* [Written instruction] Reproduce each of the following entries line for line, with no changes.

* [Given entries]
★ ★ ★ ★ ★ ★ ★
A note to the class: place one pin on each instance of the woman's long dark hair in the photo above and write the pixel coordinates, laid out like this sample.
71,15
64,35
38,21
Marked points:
★ ★ ★ ★ ★ ★ ★
* [Answer to the problem]
A note to the class: place one pin on each instance of the woman's long dark hair in the photo above and write the pixel coordinates, laid out like this sample.
71,15
64,35
38,21
Marked points:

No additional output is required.